- _Information provided_:
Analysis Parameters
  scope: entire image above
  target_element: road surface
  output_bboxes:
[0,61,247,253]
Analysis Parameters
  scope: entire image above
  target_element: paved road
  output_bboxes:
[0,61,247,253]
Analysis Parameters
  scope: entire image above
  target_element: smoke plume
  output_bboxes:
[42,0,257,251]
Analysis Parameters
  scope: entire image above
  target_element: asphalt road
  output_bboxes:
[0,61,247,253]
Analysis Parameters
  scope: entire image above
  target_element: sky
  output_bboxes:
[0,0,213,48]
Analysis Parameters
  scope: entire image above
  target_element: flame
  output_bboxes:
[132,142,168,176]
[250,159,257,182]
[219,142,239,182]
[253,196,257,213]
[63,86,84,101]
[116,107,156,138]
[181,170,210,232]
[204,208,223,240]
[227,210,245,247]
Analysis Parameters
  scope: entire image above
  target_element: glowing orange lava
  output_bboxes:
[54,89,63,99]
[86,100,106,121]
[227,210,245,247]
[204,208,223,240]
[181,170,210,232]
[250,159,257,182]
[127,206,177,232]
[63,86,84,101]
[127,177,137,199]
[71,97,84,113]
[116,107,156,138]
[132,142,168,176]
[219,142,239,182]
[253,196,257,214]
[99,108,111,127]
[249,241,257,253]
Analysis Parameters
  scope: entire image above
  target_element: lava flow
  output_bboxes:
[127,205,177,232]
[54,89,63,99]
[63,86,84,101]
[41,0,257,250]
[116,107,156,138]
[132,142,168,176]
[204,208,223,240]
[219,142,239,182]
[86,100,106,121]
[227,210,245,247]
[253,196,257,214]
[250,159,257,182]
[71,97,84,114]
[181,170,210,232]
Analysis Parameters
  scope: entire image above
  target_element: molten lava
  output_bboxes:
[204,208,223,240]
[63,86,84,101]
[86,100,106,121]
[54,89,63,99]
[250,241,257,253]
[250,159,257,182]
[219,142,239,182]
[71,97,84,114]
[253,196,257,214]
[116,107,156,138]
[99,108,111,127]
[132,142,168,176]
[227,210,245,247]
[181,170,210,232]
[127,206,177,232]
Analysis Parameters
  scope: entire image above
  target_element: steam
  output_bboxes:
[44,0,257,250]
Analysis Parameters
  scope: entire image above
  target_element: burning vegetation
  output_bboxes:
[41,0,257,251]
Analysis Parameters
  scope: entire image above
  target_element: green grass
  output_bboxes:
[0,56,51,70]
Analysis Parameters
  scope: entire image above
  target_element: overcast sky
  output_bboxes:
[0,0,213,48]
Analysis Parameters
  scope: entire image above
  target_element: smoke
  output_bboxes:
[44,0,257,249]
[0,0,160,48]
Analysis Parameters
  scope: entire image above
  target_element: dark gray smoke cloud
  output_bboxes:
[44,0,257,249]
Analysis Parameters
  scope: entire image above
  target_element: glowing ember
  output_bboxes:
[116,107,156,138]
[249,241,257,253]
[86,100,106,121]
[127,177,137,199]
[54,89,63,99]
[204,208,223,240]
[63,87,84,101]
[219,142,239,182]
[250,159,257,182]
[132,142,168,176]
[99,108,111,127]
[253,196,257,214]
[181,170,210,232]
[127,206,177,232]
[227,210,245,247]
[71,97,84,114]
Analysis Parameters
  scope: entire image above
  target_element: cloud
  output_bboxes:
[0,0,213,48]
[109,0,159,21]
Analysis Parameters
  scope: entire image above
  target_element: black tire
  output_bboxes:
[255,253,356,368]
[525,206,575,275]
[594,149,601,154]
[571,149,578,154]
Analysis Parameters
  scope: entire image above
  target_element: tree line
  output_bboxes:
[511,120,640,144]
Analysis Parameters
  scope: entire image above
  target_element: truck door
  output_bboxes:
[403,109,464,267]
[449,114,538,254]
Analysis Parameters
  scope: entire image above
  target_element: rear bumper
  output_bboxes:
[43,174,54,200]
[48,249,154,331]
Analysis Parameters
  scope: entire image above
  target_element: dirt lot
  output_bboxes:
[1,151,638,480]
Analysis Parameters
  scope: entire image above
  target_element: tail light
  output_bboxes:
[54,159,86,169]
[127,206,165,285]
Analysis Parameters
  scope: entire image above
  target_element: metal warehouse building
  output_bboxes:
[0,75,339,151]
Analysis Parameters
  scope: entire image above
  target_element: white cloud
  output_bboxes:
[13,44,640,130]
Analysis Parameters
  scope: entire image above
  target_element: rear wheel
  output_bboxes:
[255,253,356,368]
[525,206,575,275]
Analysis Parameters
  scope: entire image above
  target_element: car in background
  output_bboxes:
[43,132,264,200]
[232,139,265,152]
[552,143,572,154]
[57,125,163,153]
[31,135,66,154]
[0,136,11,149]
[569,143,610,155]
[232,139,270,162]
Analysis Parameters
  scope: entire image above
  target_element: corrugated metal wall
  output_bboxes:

- _Your goal_: Count the lines of the data that include the string "cloud", and give only that number.

- _Result of the exercise_: 3